§ Problems to work on:
1. In the article on the Florida House's conservative agenda, shorten the paragraph beginning "They voted to send a message" into a list that keeps its main facts.
2. Write a continuation of the article on the Florida House's conservative agenda, starting after its final paragraph.

§ Text segment:
'''
Fla. House not backing down on conservative agenda
Published: Saturday, April 27, 2013 at 10:19 p.m.
Last Modified: Saturday, April 27, 2013 at 10:19 p.m.
TALLAHASSEE — While Republicans on the national level discuss whether the party needs to change its messaging to appeal to a broader base, members of the GOP in the Florida House are clearly sticking with a conservative social agenda.
They voted to send a message to Congress and President Barack Obama to keep their hands off citizens' guns in the wake of the Newtown, Conn., elementary school shootings. In addition, the House is considering a bill that would allow guns in schools. It already has sent the Senate three bills aimed at protecting fetuses, along with another that would speed up the death penalty.
Then there's the bill the chamber passed to ban Shariah, or Islamic law, and other foreign laws from being applied in state courts, though there's no evidence judges have used foreign law against Floridians.
"We don't need to change our principles; we do need to communicate that there is compassionate reason for some of the things that we do and why we hold to those principles," Rep. Dennis Baxley, R-Ocala, said. "Principles are the foundation upon which you build, and that's a pragmatic choice to have the right foundation in place. That's what value issues are all about."
Democrats say the focus on conservative social issues in the House distracts from more serious and immediate issues facing the state, such as the economy and unemployment.
"The challenge back to our Republican colleagues is to say, ‘Look, what does this do to advance the dialogue of making Florida better?'?" said Rep. Alan Williams. "I don't think it does a whole lot. Right now we should be focused on how do we come out of this recession as a stronger, better Florida."
Williams, D-Tallahassee, said the conservative agenda doesn't reflect the state's moderate makeup or the message voters sent by backing Obama in the past two elections.
'''
[Segmentation mask data]
'''
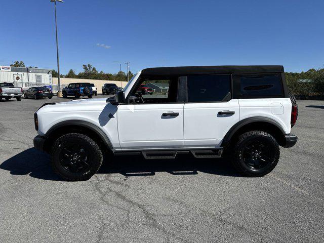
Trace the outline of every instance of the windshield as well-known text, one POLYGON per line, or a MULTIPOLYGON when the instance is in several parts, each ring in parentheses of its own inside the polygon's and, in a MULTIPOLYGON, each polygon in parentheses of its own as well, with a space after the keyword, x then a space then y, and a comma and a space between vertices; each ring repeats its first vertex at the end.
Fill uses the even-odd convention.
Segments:
POLYGON ((0 87, 14 87, 14 84, 12 83, 2 83, 0 87))

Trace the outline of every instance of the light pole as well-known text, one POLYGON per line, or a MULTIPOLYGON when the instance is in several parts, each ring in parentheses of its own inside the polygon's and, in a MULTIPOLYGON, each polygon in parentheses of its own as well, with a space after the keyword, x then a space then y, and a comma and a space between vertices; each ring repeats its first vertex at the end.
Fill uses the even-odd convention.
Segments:
POLYGON ((127 64, 127 83, 130 81, 129 78, 129 70, 130 70, 130 62, 125 62, 125 64, 127 64))
POLYGON ((60 63, 59 62, 59 45, 57 41, 57 24, 56 23, 56 2, 59 2, 63 3, 62 0, 51 0, 52 3, 54 3, 54 12, 55 13, 55 34, 56 35, 56 54, 57 56, 57 72, 58 73, 58 86, 59 89, 57 92, 57 97, 62 97, 62 92, 61 92, 61 80, 60 80, 60 63))

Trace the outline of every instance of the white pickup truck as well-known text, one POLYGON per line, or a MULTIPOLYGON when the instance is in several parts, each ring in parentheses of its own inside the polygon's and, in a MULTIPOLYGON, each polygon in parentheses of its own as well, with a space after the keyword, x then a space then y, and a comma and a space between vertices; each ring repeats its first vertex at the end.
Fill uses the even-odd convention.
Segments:
POLYGON ((0 100, 3 98, 6 100, 15 98, 17 101, 20 101, 22 95, 21 87, 15 87, 12 83, 0 83, 0 100))

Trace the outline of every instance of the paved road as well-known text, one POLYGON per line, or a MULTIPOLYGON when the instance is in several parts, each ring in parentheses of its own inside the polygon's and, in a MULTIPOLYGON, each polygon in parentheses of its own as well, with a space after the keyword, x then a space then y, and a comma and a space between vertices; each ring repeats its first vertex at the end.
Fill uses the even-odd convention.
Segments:
POLYGON ((323 242, 324 102, 299 101, 298 143, 262 178, 222 160, 133 156, 80 182, 32 148, 48 102, 0 102, 0 242, 323 242))

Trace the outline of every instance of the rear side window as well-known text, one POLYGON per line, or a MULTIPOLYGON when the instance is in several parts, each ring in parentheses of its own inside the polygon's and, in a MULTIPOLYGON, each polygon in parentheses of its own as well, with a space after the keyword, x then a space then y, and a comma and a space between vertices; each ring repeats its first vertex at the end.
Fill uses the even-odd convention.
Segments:
POLYGON ((193 75, 187 76, 188 101, 210 102, 230 99, 231 76, 225 75, 193 75))
POLYGON ((280 74, 236 74, 234 80, 237 98, 284 97, 280 74))

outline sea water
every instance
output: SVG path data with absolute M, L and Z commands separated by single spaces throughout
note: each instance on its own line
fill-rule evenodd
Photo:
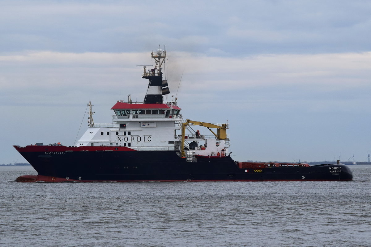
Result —
M 19 183 L 0 166 L 0 246 L 371 246 L 371 166 L 349 182 Z

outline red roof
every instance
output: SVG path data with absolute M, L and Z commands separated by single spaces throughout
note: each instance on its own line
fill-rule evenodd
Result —
M 167 104 L 131 104 L 128 103 L 118 102 L 112 109 L 168 109 L 170 107 Z M 173 109 L 181 109 L 178 106 L 173 106 Z

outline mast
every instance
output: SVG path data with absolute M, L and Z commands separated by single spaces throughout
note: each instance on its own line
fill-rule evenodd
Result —
M 88 105 L 89 106 L 89 117 L 88 119 L 89 121 L 88 121 L 88 122 L 89 123 L 89 127 L 93 127 L 94 126 L 94 120 L 93 120 L 93 114 L 95 113 L 95 112 L 93 112 L 92 111 L 92 105 L 91 102 L 90 101 L 89 101 L 89 104 L 88 104 Z
M 152 51 L 151 55 L 156 61 L 155 67 L 146 71 L 145 66 L 148 65 L 142 65 L 144 72 L 142 77 L 150 80 L 143 103 L 145 104 L 161 104 L 162 102 L 162 95 L 170 93 L 167 81 L 162 79 L 161 67 L 164 65 L 166 51 L 159 48 L 155 52 Z

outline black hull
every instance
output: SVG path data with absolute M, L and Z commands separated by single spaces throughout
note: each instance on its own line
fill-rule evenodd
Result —
M 37 172 L 36 180 L 346 181 L 352 179 L 351 171 L 343 165 L 246 169 L 240 168 L 230 156 L 199 158 L 197 162 L 187 162 L 175 151 L 69 151 L 66 147 L 64 149 L 55 147 L 58 149 L 55 150 L 59 151 L 52 151 L 49 146 L 35 147 L 33 149 L 37 148 L 40 151 L 31 151 L 30 146 L 15 147 Z M 43 151 L 45 147 L 49 149 L 47 152 Z

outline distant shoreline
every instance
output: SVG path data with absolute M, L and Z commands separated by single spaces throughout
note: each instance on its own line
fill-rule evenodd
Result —
M 249 161 L 248 162 L 251 162 L 251 161 Z M 274 162 L 277 162 L 275 161 Z M 332 163 L 331 161 L 315 161 L 313 162 L 304 162 L 303 163 L 307 163 L 309 164 L 309 165 L 319 165 L 320 164 L 331 164 Z M 268 163 L 268 162 L 267 162 Z M 278 162 L 280 163 L 280 162 Z M 280 162 L 280 163 L 291 163 L 291 162 Z M 357 166 L 360 165 L 371 165 L 371 162 L 357 162 L 357 165 L 352 165 L 351 164 L 348 163 L 347 162 L 345 162 L 344 163 L 344 165 L 347 165 L 349 166 Z M 31 165 L 28 163 L 16 163 L 15 164 L 0 164 L 0 166 L 30 166 Z
M 16 163 L 15 164 L 1 164 L 0 166 L 30 166 L 28 163 Z

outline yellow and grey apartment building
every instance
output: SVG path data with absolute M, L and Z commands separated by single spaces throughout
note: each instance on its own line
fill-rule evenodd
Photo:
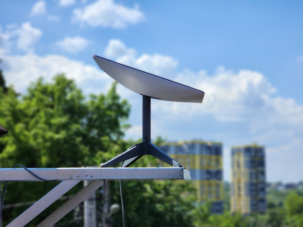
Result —
M 266 211 L 265 150 L 256 144 L 231 148 L 231 209 L 244 215 Z
M 189 170 L 198 202 L 211 202 L 212 213 L 223 212 L 222 143 L 201 140 L 169 142 L 160 148 Z

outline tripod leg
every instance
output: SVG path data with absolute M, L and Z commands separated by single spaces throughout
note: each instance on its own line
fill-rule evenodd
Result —
M 128 166 L 141 158 L 144 154 L 142 144 L 135 146 L 105 163 L 102 164 L 100 167 L 109 167 L 125 160 L 127 162 L 126 165 L 127 165 Z M 123 165 L 125 166 L 124 165 Z M 125 167 L 127 166 L 125 166 Z
M 172 166 L 183 167 L 181 164 L 174 160 L 155 145 L 151 143 L 147 143 L 148 144 L 148 154 L 152 155 L 158 159 L 166 162 Z M 148 144 L 146 144 L 146 145 L 148 145 Z

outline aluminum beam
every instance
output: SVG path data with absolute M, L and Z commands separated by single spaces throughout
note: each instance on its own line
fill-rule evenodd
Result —
M 182 167 L 29 168 L 47 180 L 101 180 L 118 179 L 189 179 L 189 171 Z M 0 181 L 41 181 L 25 169 L 0 169 Z

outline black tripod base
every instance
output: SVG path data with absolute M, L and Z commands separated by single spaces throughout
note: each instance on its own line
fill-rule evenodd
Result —
M 146 154 L 152 155 L 172 166 L 183 167 L 182 164 L 150 142 L 145 142 L 135 145 L 105 163 L 102 163 L 100 167 L 109 167 L 124 161 L 123 166 L 127 167 Z

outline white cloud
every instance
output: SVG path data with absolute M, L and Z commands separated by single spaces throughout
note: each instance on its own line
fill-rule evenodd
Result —
M 118 39 L 110 41 L 105 55 L 120 63 L 168 78 L 175 74 L 178 64 L 178 61 L 171 57 L 159 54 L 145 54 L 137 57 L 134 49 L 127 48 L 124 43 Z
M 69 6 L 75 3 L 75 0 L 59 0 L 59 4 L 60 6 Z
M 47 16 L 47 19 L 50 21 L 57 22 L 60 20 L 60 17 L 56 15 L 48 15 Z
M 75 54 L 85 49 L 90 43 L 85 38 L 76 36 L 66 37 L 63 40 L 56 42 L 55 45 L 67 52 Z
M 98 0 L 84 8 L 74 10 L 72 21 L 92 27 L 121 28 L 144 19 L 137 5 L 131 8 L 115 4 L 113 0 Z
M 8 26 L 3 32 L 0 30 L 0 42 L 4 45 L 2 48 L 0 43 L 0 49 L 8 53 L 15 47 L 19 50 L 32 52 L 35 44 L 42 35 L 41 31 L 32 27 L 30 22 L 23 23 L 20 27 L 16 25 Z
M 44 1 L 37 2 L 33 7 L 30 15 L 32 16 L 43 15 L 46 12 L 46 4 Z

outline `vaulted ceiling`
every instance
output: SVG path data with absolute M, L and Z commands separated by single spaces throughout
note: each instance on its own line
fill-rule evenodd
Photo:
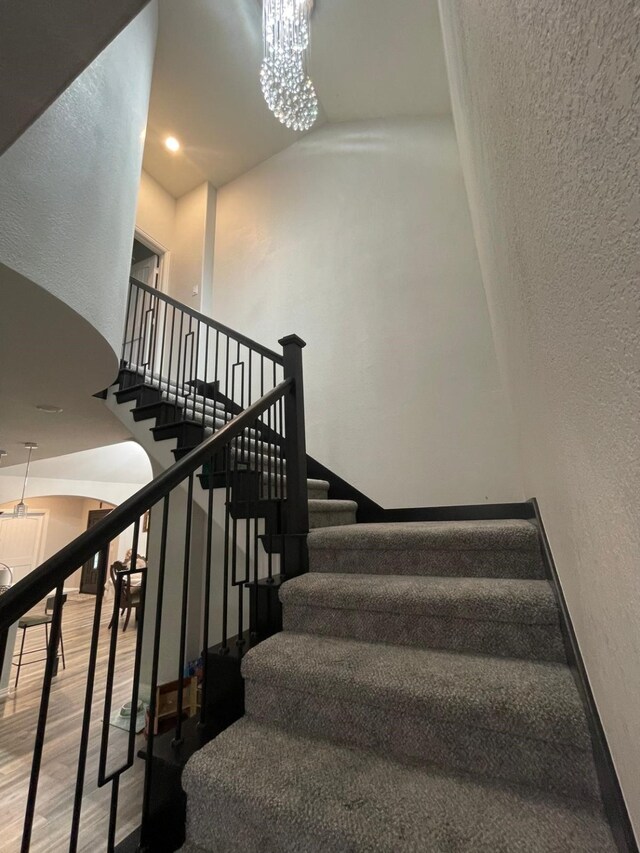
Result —
M 144 168 L 176 197 L 221 186 L 299 136 L 262 99 L 261 15 L 259 0 L 160 0 Z M 437 0 L 315 0 L 311 28 L 316 126 L 450 112 Z

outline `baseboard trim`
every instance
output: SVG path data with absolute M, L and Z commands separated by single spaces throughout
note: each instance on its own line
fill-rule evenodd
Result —
M 424 506 L 406 509 L 385 509 L 376 521 L 484 521 L 491 519 L 533 519 L 530 501 L 498 504 L 455 504 L 453 506 Z
M 600 791 L 604 808 L 611 825 L 611 830 L 620 853 L 640 853 L 638 850 L 638 842 L 631 825 L 631 818 L 627 811 L 627 804 L 618 781 L 613 758 L 607 736 L 605 734 L 598 707 L 589 684 L 587 670 L 582 659 L 578 638 L 576 637 L 567 607 L 567 601 L 564 597 L 562 584 L 558 576 L 556 565 L 549 545 L 549 539 L 545 531 L 540 506 L 536 498 L 532 498 L 529 503 L 533 507 L 535 521 L 540 531 L 540 546 L 542 548 L 542 556 L 547 571 L 547 576 L 556 596 L 558 607 L 560 610 L 560 625 L 562 628 L 562 636 L 564 639 L 565 649 L 567 652 L 567 660 L 578 692 L 582 698 L 583 705 L 587 714 L 587 721 L 591 733 L 591 742 L 593 745 L 593 753 L 596 764 L 596 772 L 600 782 Z

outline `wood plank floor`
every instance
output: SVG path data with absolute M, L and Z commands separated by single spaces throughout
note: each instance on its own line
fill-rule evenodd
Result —
M 97 787 L 97 770 L 111 634 L 107 625 L 112 601 L 112 598 L 107 598 L 103 605 L 84 783 L 78 849 L 87 853 L 99 853 L 107 849 L 111 785 L 100 789 Z M 32 851 L 62 853 L 68 849 L 94 604 L 93 596 L 75 594 L 69 596 L 63 609 L 62 631 L 67 668 L 63 670 L 60 664 L 59 674 L 53 680 Z M 43 609 L 40 606 L 37 610 L 43 612 Z M 122 624 L 121 620 L 120 627 Z M 21 636 L 22 631 L 19 630 L 16 651 Z M 118 631 L 113 710 L 118 710 L 123 702 L 131 698 L 135 641 L 136 630 L 132 616 L 127 631 Z M 44 629 L 40 626 L 28 629 L 25 650 L 43 645 Z M 33 655 L 35 658 L 41 656 L 42 653 Z M 3 853 L 20 849 L 43 673 L 44 663 L 24 667 L 17 690 L 0 700 L 0 850 Z M 12 690 L 14 683 L 15 668 L 11 680 Z M 127 732 L 110 726 L 108 770 L 123 763 L 127 738 Z M 143 735 L 139 735 L 136 751 L 143 742 Z M 120 779 L 116 842 L 129 835 L 140 823 L 143 776 L 144 763 L 136 758 L 133 767 Z

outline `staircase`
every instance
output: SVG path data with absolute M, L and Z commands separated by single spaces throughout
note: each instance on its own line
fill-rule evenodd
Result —
M 306 456 L 304 342 L 280 343 L 282 354 L 132 281 L 117 388 L 101 396 L 164 470 L 0 599 L 2 660 L 8 627 L 56 589 L 22 849 L 38 828 L 64 584 L 91 559 L 70 853 L 90 751 L 111 787 L 108 853 L 635 853 L 624 807 L 601 795 L 615 774 L 602 750 L 596 774 L 597 720 L 567 659 L 532 505 L 493 519 L 487 507 L 384 510 Z M 137 553 L 148 513 L 131 679 L 134 705 L 149 685 L 148 736 L 136 753 L 132 718 L 126 760 L 105 775 L 119 634 L 96 684 L 107 560 L 131 525 Z M 194 652 L 202 701 L 187 719 Z M 174 679 L 163 734 L 154 697 Z M 119 783 L 137 756 L 140 836 L 122 846 Z
M 185 375 L 186 343 L 173 380 L 129 352 L 118 402 L 156 419 L 156 441 L 177 439 L 176 458 L 242 411 L 228 370 L 224 389 L 219 370 Z M 232 451 L 257 480 L 234 484 L 231 513 L 245 517 L 257 482 L 267 550 L 284 530 L 281 424 Z M 223 487 L 224 467 L 202 486 Z M 242 649 L 244 702 L 182 774 L 183 849 L 613 852 L 537 527 L 358 524 L 331 487 L 307 479 L 310 571 L 270 577 L 284 630 Z
M 196 753 L 189 853 L 613 853 L 528 521 L 309 535 L 245 717 Z

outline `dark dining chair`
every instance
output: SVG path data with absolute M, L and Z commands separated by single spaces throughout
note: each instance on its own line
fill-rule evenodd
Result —
M 109 566 L 109 574 L 111 575 L 111 581 L 113 583 L 114 594 L 116 590 L 116 581 L 118 574 L 120 572 L 126 572 L 127 567 L 124 563 L 120 562 L 120 560 L 116 560 L 115 563 L 112 563 Z M 123 631 L 127 630 L 127 626 L 129 624 L 129 619 L 131 618 L 131 611 L 135 609 L 136 611 L 136 622 L 138 621 L 138 607 L 140 606 L 140 587 L 132 586 L 131 584 L 131 575 L 125 575 L 122 579 L 122 586 L 120 587 L 120 601 L 118 602 L 118 607 L 120 608 L 120 616 L 124 616 L 126 613 L 126 617 L 124 620 L 124 625 L 122 627 Z M 113 626 L 114 617 L 111 617 L 111 621 L 109 622 L 109 628 Z

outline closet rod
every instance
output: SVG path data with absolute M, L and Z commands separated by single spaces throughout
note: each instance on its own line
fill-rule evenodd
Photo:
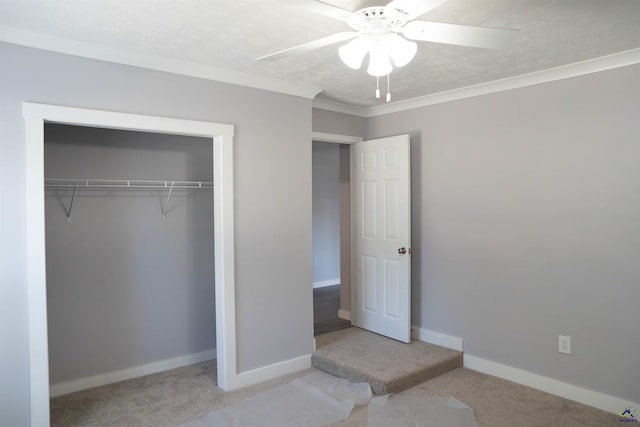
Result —
M 213 188 L 211 181 L 148 181 L 134 179 L 45 179 L 45 188 Z

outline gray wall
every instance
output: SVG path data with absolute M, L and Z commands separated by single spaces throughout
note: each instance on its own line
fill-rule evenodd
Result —
M 340 151 L 313 141 L 313 283 L 340 280 Z
M 45 126 L 45 177 L 213 180 L 211 139 Z M 213 191 L 46 191 L 52 384 L 215 348 Z
M 23 101 L 233 124 L 239 371 L 313 351 L 310 100 L 6 43 L 0 58 L 1 424 L 29 422 Z
M 366 119 L 351 114 L 313 109 L 313 131 L 363 137 Z
M 639 401 L 639 117 L 634 65 L 370 118 L 411 134 L 413 324 Z

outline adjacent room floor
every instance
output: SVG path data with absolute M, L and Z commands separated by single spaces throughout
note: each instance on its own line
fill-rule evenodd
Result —
M 313 290 L 313 335 L 326 334 L 351 327 L 351 322 L 340 319 L 340 285 Z

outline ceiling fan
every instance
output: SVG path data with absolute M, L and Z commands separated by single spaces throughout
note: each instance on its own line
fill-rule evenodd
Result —
M 386 6 L 366 7 L 356 12 L 341 9 L 319 0 L 297 0 L 307 10 L 344 21 L 355 31 L 335 33 L 298 46 L 258 58 L 272 61 L 351 40 L 338 53 L 350 68 L 359 69 L 367 54 L 367 72 L 375 77 L 388 76 L 393 66 L 407 65 L 416 54 L 410 40 L 446 43 L 488 49 L 500 49 L 518 34 L 518 30 L 445 24 L 414 19 L 447 0 L 393 0 Z M 393 65 L 392 65 L 393 64 Z M 379 90 L 376 90 L 379 98 Z M 387 94 L 387 102 L 390 95 Z

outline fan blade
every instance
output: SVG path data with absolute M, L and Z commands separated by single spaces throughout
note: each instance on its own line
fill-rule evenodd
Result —
M 314 49 L 329 46 L 334 43 L 339 43 L 345 40 L 349 40 L 357 36 L 359 33 L 355 31 L 345 31 L 342 33 L 335 33 L 321 39 L 313 40 L 307 43 L 303 43 L 298 46 L 290 47 L 288 49 L 280 50 L 278 52 L 270 53 L 269 55 L 261 56 L 258 61 L 275 61 L 278 59 L 286 58 L 287 56 L 295 55 L 298 53 L 309 52 Z
M 440 22 L 412 21 L 402 28 L 402 34 L 411 40 L 455 44 L 460 46 L 502 49 L 518 35 L 518 30 L 443 24 Z
M 296 0 L 296 6 L 302 7 L 319 15 L 328 16 L 329 18 L 337 19 L 340 21 L 347 21 L 349 18 L 357 16 L 350 10 L 341 9 L 338 6 L 334 6 L 329 3 L 325 3 L 319 0 Z
M 385 8 L 393 8 L 407 15 L 411 20 L 435 9 L 447 0 L 393 0 Z

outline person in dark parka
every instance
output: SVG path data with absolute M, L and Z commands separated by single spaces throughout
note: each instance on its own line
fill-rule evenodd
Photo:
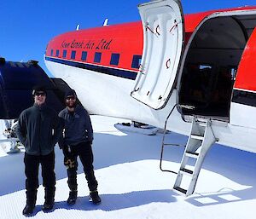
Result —
M 33 212 L 38 188 L 38 167 L 42 166 L 43 186 L 45 202 L 43 210 L 53 209 L 55 174 L 54 147 L 61 135 L 61 126 L 57 112 L 45 102 L 44 87 L 32 90 L 34 105 L 24 110 L 19 118 L 16 134 L 25 147 L 25 174 L 26 205 L 22 211 L 28 216 Z
M 90 116 L 87 111 L 78 104 L 77 95 L 73 89 L 66 92 L 65 103 L 67 107 L 59 113 L 64 129 L 63 138 L 61 137 L 59 146 L 63 151 L 64 164 L 67 169 L 70 192 L 67 202 L 68 205 L 74 205 L 77 199 L 77 158 L 79 156 L 90 189 L 90 201 L 99 204 L 101 198 L 98 195 L 98 182 L 93 169 L 93 130 Z

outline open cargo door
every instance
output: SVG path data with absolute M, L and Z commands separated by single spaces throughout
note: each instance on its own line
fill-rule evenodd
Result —
M 154 109 L 165 107 L 181 60 L 184 28 L 179 1 L 152 1 L 138 6 L 143 53 L 131 95 Z

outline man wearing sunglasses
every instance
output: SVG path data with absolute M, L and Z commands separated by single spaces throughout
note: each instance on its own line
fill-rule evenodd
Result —
M 98 195 L 98 183 L 93 170 L 93 130 L 90 116 L 87 111 L 78 104 L 77 95 L 73 89 L 66 92 L 65 104 L 67 107 L 59 113 L 64 129 L 63 138 L 61 137 L 59 146 L 63 151 L 64 164 L 67 169 L 70 192 L 67 203 L 70 205 L 74 205 L 77 199 L 77 158 L 79 156 L 90 189 L 90 201 L 99 204 L 101 198 Z
M 34 104 L 24 110 L 19 118 L 16 134 L 24 145 L 26 205 L 23 215 L 32 214 L 38 188 L 38 167 L 41 164 L 45 202 L 43 210 L 53 209 L 55 174 L 54 147 L 61 135 L 61 126 L 55 110 L 45 102 L 46 89 L 37 86 L 32 90 Z

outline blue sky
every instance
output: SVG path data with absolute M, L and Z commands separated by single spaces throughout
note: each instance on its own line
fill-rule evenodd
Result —
M 0 56 L 8 61 L 44 62 L 48 42 L 75 30 L 138 20 L 137 6 L 147 0 L 0 0 Z M 185 14 L 215 9 L 256 5 L 255 0 L 182 0 Z

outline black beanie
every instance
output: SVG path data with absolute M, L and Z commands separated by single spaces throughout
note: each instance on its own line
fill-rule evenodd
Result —
M 74 91 L 74 89 L 67 90 L 65 93 L 65 99 L 67 98 L 67 96 L 69 96 L 69 95 L 73 95 L 74 97 L 77 97 L 76 91 Z
M 43 91 L 45 93 L 45 95 L 47 95 L 46 89 L 44 86 L 37 85 L 37 86 L 33 87 L 32 95 L 35 95 L 36 92 L 39 92 L 39 91 Z

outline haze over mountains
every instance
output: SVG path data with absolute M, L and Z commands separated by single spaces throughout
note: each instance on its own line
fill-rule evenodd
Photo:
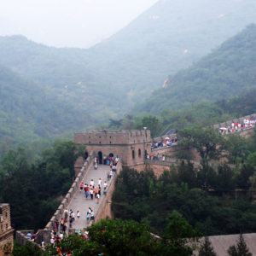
'''
§ Answers in order:
1.
- Florida House Republicans voted to tell Congress and President Barack Obama to keep their hands off citizens' guns after the Newtown, Conn., elementary school shootings.
- The House is considering a bill that would allow guns in schools.
- It has already sent the Senate three bills aimed at protecting fetuses.
- It has also sent the Senate a bill that would speed up the death penalty.

2.
"I understand that they feel that they have to stick to their conservative core values, but Florida is a very moderate state," Williams said. "We miss the mark when we focus on bills like speeding up the death penalty, when we focus on a lot of the abortion issues, when we don't expand Medicaid."
House Democrats did join Republicans on one abortion bill sent to the Senate. The measure (HB 1129) would require medical care for newborns surviving botched abortions.
There was a partisan split, though, on two other bills involving the protection of the unborn. One (HB 845) would ban abortions based on the sex or race of the fetus. The other (HB 759) would broadly expand the situations when a crime against an expectant mother leads to separate charges for harming the unborn child. The legislation would apply to fetuses at any point in gestational development.
House Republicans also have voted in favor of what's called a memorial that sends a message to Obama and Congress that they want gun rights protected. Another bill (1097) would let principals and superintendents designate who could carry guns in schools. Democrats have opposed the measure at its committee stops.
Representatives from both parties agreed on a bill sponsored by Democratic Rep. Barbara Watson that seeks to keep guns out of the hands of the mentally ill. Several other gun measures sponsored by Democrats have gone nowhere.
The issue of banning foreign law from being applied in state courts has been a popular one with tea party supporters, but Democrats argued there's no need for it since no one could come up with a case in which someone's rights were violated by the application of foreign law.
It's a prime example of how the conservative agenda distracts from other issues, said Democratic Rep. Joe Gibbons of Hallandale Beach.
"That's just pulling out issues that don't need to be debated here in the Florida House," Gibbons said. "Why are we having tea party rallies in the Florida House?"
He said the debate should instead be about jobs, education and health care.
But Baxley says there is plenty of room for debate on all issues.
"I don't think working on value issues is a waste of time," Baxley said. "We have a lot of shared commitments to the future. We have different ideas and principles on how to get there."